The careers master at the Scarborough High School for Boys was not very supportive of my ambition to apply for a photography course at Hull College of Art, rather than staying on at school to do A-levels. I had developed a real interest in photography while working at Croft’s and had decided I would like to take it further. I was far too headstrong and independent to be deflected by the master’s suggestion of an alternative occupation in engineering drawing, so autumn 1963 saw me start in the photographic department at the college Middleton Street annex, lodging with Mr & Mrs Lloyd in a prefab on Preston Road in East Hull.
My first week at college was a nightmare. It was enough that I had recently had my hair styled with a Beatle ‘moptop’ but much worse, I had no upper front teeth! A perverse old dentist in Scarborough had removed them because they were not straight and I had to wait a week for my false teeth attached to a plate, which would replace them. This week started out pretty technical, which suited me at the time, giving me the confidence that I had made the right decision and to hell with careers masters. What did they know?

[Recorded data]:
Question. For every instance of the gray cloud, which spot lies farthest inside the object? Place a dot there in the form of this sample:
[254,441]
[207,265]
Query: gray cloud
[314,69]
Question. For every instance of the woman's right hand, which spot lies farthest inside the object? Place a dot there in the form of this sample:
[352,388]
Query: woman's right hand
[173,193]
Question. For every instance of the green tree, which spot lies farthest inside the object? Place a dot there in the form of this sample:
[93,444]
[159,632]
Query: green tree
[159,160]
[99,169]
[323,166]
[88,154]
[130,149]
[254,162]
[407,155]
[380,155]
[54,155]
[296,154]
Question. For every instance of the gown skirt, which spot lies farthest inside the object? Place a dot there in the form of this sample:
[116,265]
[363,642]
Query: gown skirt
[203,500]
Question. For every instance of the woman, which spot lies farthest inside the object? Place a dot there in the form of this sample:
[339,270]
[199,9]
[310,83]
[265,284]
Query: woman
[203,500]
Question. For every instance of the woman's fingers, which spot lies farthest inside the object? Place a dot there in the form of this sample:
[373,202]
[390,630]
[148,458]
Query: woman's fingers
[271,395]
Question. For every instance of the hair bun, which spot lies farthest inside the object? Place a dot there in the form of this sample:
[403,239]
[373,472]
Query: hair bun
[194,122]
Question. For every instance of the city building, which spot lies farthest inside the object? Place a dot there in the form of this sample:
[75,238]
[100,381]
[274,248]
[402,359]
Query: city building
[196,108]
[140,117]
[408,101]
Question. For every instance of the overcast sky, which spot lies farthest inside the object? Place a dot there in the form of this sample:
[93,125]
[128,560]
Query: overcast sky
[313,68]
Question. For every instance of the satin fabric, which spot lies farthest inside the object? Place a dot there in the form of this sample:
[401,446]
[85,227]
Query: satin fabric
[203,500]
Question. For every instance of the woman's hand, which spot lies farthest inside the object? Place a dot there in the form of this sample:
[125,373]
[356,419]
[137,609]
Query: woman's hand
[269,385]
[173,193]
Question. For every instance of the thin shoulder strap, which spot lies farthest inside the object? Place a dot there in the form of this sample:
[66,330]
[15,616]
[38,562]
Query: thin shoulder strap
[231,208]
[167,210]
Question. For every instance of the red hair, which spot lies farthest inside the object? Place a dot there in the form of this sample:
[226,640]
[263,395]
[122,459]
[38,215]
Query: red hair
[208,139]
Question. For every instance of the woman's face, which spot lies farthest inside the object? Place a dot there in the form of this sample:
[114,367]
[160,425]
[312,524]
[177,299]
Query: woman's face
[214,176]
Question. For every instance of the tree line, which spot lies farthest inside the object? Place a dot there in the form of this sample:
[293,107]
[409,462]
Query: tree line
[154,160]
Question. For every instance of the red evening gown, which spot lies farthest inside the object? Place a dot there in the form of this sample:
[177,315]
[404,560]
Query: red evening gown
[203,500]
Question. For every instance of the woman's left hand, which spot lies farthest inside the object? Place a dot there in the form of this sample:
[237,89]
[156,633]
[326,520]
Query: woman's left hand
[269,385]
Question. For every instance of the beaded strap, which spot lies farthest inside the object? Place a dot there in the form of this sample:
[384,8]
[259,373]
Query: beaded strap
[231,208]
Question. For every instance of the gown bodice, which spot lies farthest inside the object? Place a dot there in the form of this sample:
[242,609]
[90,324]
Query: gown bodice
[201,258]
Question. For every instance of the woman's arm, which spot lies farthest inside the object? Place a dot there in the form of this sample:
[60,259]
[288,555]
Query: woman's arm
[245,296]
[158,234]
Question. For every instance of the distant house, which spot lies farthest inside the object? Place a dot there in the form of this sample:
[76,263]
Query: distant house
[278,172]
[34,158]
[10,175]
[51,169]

[YOUR INSTRUCTIONS]:
Print the memoir passage about art college in full, word for word. This data has no connection to the memoir passage about art college.

[RESULT OF THE EXERCISE]:
The careers master at the Scarborough High School for Boys was not very supportive of my ambition to apply for a photography course at Hull College of Art, rather than staying on at school to do A-levels. I had developed a real interest in photography while working at Croft’s and had decided I would like to take it further. I was far too headstrong and independent to be deflected by the master’s suggestion of an alternative occupation in engineering drawing, so autumn 1963 saw me start in the photographic department at the college Middleton Street annex, lodging with Mr & Mrs Lloyd in a prefab on Preston Road in East Hull.
My first week at college was a nightmare. It was enough that I had recently had my hair styled with a Beatle ‘moptop’ but much worse, I had no upper front teeth! A perverse old dentist in Scarborough had removed them because they were not straight and I had to wait a week for my false teeth attached to a plate, which would replace them. This week started out pretty technical, which suited me at the time, giving me the confidence that I had made the right decision and to hell with careers masters. What did they know?